- _EXTRACT TO READ_
-=-=-=-=-
Dedicated to Advancing Endangered Species Conservation
Fossil Rim Wildlife Center (FRWC). Located near Glen Rose, Texas, FRWC manages 50 species that roam freely in expansive areas that comprise more than 1,700 acres. This free-ranging management method provides unique opportunities for the training of conservation professionals, public education and scientific research in a near- natural environment. FRWC collaborates in important species survival and recovery programs, as well as in habitat restoration and the conservation of native species that occupy these habitats. By operating a public scenic wildlife drive, offering guided tours, an up-scale lodging facility and educational camp programming for children, FRWC generates funds needed for its award winning conservation work.
San Diego Zoo Global (SDZG). With more than 250,000 household members, the San Diego Zoo has the world’s largest zoological membership that supports three state-of-the-art conservation facilities – the San Diego Zoo, the San Diego Zoo Institute for Conservation Research and the San Diego Zoo Safari Park. Collectively, these three operations are managing more than 800 animal species, with research activities ongoing in field sites worldwide. The 1,800 acre Safari Park near Escondido, California serves as an impressive sanctuary for hundreds of species, including those being recovered from near extinction.
Smithsonian Conservation Biology Institute (SCBI). The SCBI, an arm of the National Zoological Park, serves as an umbrella for the Smithsonian Institution’s global leadership in conserving species and training the next generations of conservationists. Located on 3,200 acres in the foothills of the Blue Ridge Mountains (near Front Royal, Virginia), the SCBI is a research, training and education facility that manages more than 30 species in expansive areas closed to the public. The staff studies more than 50 species locally, regionally and on nearly every continent worldwide. SCBI scientists are well recognized leaders in understanding, protecting and restoring threatened species, ecological communities and entire ecosystems.
The Wilds (TW). Comprised of nearly 10,000 acres of reclaimed mine-lands, TW is one of the largest zoological facilities in the world and a specialist organization in advancing conservation through science, education and personal experience. This integrated approach provides unique opportunities for large-scale captive breeding programs, innovative scientific investigations and unique life-learning opportunities. Located near Cumberland in Southeastern Ohio, TW works on site, regionally and globally on a host of species specific conservation programs. Additionally, TW is a leader in cutting edge studies to restore habitat and native species, including in rare plant conservation.
White Oak Conservation Center (WOCC). Located near Yulee in northeastern Florida along the St. Mary’s River, WOCC is found on the privately owned White Oak Plantation, an area of more than 7,300 acres. WOCC’s conservation breeding programs contribute to genetic diversity at the species level, preserving options for future conservation actions and producing suitable candidates for reintroduction into nature. WOCC initiates and coordinates research projects on site as well as in field sites nationally and internationally, including a wide array of staff, volunteers, students and visiting scientists. Developing training and educational opportunities for students and conservation professionals is one of WOCC’s highest priorities.
-=-=-=-=-
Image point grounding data
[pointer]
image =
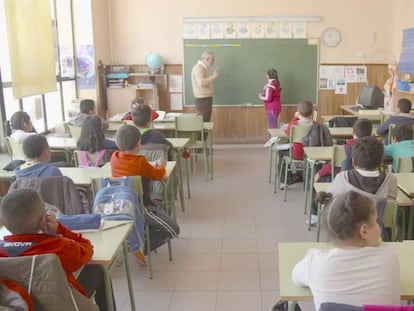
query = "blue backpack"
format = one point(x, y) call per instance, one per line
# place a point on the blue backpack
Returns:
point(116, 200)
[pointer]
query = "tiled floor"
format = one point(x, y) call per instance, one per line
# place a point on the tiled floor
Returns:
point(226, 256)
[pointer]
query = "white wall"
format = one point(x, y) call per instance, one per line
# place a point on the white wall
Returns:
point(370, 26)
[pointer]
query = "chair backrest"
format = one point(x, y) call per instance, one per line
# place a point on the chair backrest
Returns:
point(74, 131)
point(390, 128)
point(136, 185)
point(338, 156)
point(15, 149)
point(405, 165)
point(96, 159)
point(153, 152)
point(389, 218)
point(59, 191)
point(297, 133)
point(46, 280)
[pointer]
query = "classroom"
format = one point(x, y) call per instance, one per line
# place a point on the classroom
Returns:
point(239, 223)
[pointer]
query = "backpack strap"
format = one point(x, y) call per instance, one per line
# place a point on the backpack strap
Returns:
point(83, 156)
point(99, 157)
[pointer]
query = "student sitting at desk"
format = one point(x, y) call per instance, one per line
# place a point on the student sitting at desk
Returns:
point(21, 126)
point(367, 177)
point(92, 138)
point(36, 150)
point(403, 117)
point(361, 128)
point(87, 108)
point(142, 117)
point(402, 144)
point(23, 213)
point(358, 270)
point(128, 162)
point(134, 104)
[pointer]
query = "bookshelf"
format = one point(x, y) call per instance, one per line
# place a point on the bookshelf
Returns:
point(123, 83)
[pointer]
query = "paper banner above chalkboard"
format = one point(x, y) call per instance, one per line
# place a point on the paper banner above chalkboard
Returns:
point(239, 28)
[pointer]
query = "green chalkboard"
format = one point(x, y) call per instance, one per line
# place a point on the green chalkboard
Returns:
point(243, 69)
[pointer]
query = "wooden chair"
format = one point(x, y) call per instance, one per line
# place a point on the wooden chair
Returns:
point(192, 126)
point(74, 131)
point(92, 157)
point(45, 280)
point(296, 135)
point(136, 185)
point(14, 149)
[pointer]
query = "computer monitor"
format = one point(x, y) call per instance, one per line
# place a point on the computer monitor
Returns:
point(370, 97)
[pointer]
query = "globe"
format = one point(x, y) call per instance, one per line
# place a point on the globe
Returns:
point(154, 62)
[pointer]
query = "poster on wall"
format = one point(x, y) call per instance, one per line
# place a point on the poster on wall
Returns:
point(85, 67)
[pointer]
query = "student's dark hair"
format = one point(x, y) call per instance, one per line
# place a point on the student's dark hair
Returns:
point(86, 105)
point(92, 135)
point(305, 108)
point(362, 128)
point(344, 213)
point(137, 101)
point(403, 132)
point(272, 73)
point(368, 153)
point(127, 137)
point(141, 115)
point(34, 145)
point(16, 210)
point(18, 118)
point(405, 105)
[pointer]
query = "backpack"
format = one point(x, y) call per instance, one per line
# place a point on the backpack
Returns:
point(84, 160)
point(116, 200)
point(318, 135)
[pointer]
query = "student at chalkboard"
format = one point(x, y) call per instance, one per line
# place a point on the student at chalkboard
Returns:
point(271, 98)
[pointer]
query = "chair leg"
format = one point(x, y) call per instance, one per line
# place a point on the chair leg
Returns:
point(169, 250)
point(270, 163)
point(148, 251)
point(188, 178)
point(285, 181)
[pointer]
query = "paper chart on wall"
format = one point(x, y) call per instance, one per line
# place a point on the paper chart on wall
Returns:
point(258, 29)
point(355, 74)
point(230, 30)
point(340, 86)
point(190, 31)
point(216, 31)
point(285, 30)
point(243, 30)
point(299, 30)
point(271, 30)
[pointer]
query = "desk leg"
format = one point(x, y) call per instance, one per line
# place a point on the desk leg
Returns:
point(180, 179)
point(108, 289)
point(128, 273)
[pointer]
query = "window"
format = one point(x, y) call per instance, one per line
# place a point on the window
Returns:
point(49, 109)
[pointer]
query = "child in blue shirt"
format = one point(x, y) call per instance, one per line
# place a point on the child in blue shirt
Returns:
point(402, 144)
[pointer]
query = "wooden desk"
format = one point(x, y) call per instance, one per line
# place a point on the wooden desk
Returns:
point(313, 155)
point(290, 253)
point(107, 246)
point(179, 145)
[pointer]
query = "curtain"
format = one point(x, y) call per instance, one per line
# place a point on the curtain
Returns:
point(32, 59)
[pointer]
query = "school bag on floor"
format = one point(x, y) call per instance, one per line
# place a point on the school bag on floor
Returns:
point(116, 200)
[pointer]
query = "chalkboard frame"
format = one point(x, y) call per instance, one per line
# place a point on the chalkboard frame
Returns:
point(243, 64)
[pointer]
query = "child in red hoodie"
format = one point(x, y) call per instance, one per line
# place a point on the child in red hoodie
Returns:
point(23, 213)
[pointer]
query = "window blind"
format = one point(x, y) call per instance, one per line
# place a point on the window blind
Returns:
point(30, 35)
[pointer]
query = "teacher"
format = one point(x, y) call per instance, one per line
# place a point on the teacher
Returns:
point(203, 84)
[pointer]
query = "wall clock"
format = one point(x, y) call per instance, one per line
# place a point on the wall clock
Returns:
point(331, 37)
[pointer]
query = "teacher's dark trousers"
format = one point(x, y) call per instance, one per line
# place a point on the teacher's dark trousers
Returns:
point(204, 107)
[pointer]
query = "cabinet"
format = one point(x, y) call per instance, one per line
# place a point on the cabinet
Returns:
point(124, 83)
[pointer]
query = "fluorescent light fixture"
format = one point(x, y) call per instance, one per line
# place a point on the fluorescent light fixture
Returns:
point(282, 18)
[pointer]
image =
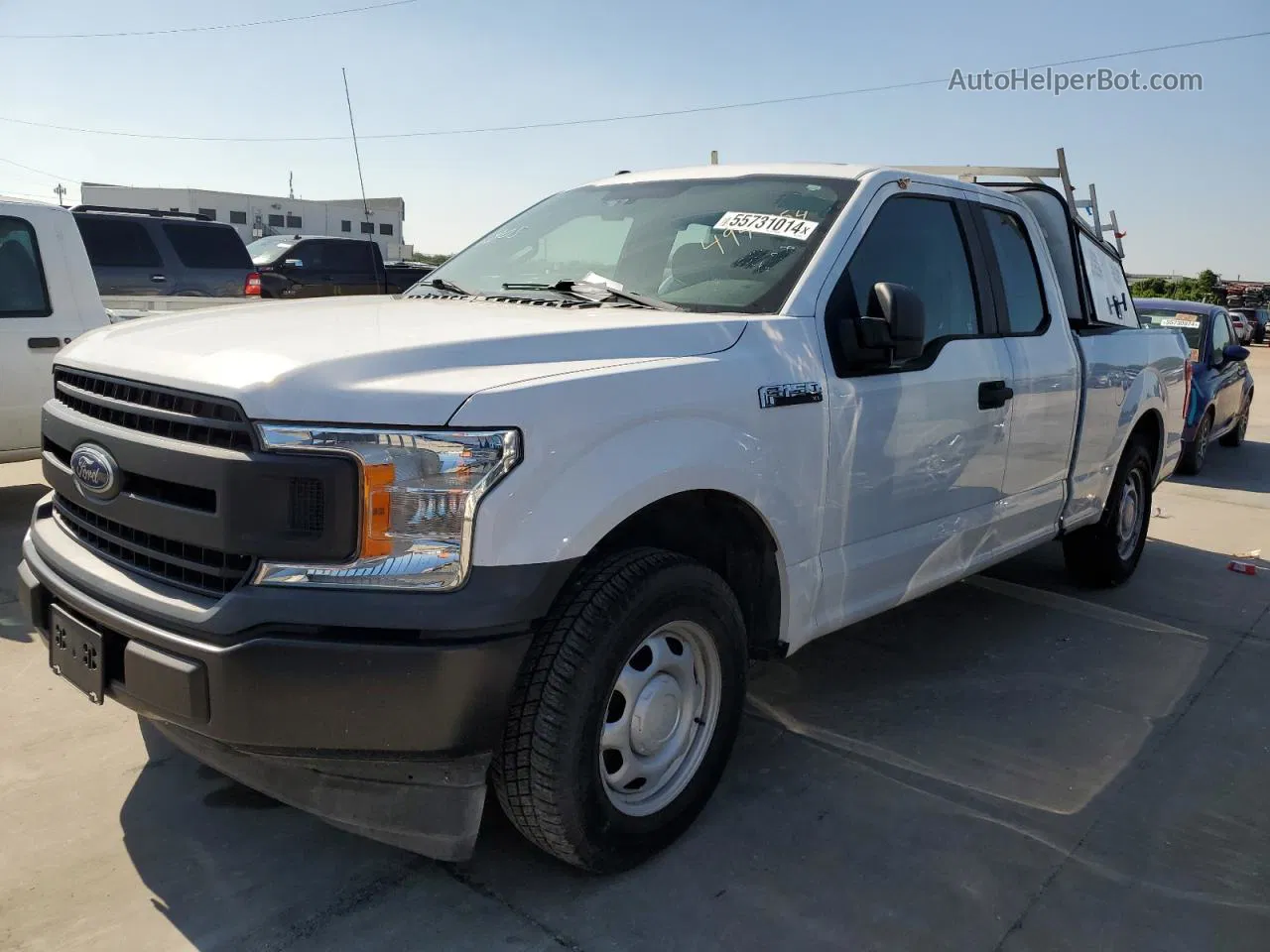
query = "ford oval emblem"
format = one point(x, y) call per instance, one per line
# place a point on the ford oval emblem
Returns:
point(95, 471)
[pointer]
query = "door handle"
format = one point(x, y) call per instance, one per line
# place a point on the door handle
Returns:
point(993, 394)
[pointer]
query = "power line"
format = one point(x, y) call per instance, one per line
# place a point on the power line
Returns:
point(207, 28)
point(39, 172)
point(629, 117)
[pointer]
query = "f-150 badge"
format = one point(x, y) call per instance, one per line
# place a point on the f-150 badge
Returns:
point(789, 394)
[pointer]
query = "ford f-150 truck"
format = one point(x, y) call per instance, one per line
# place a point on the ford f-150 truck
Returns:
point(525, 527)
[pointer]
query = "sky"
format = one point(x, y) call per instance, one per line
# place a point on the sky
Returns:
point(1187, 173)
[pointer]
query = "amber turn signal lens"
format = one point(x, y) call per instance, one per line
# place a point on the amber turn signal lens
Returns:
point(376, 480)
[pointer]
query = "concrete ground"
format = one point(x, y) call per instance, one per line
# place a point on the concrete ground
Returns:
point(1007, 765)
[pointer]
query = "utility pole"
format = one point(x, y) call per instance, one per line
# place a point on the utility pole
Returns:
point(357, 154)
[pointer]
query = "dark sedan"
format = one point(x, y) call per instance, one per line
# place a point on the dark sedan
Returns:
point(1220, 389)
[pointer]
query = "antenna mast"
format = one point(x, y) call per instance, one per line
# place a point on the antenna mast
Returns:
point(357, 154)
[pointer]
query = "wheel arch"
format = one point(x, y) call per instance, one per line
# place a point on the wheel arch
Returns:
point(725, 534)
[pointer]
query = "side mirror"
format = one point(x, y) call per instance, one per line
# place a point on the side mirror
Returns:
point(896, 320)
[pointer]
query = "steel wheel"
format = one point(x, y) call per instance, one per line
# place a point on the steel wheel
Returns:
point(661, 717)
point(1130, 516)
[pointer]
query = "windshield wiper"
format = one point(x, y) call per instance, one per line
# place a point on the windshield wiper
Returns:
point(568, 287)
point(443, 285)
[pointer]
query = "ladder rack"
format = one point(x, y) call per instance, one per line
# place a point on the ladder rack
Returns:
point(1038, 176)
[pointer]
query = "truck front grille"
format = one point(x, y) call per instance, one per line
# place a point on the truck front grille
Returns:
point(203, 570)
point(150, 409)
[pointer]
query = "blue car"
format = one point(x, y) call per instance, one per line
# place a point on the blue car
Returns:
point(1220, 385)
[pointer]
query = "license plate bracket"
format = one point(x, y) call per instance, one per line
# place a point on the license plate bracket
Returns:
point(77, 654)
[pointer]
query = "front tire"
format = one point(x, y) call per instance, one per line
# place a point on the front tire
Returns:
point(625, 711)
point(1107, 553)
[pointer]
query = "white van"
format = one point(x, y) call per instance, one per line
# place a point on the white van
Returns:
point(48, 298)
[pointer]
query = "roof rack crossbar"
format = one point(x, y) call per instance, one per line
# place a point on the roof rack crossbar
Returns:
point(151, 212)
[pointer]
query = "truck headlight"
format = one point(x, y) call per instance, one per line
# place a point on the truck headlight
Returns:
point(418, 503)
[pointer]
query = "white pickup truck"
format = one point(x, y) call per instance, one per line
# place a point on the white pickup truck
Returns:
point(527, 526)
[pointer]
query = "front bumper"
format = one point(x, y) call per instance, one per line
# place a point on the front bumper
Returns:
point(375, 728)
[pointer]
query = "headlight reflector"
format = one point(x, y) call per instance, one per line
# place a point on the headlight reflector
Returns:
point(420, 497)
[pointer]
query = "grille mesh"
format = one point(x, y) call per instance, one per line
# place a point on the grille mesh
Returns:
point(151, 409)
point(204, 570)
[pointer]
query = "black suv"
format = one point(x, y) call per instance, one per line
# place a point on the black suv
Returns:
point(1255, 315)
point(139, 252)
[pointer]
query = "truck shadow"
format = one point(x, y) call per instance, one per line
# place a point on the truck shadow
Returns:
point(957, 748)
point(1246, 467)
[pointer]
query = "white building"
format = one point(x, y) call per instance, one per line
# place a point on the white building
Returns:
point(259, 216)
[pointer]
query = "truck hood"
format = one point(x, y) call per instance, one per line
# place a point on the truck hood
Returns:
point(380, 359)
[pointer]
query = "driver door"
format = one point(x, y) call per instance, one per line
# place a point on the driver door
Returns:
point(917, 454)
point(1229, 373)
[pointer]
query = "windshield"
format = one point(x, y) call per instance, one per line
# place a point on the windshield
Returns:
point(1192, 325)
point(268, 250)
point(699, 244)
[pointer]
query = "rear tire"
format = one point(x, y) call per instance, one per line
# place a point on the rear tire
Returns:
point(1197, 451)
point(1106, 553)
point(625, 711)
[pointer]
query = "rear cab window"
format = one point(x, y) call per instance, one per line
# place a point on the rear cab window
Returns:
-=-=-=-=-
- _WHAT IS BEING ASKED_
Translate this sentence from the text on endangered species conservation centers into Spanish: "Developing training and educational opportunities for students and conservation professionals is one of WOCC’s highest priorities."

- _TASK SOLUTION_
Desarrollar oportunidades de formación y educación para estudiantes y profesionales de la conservación es una de las máximas prioridades del WOCC.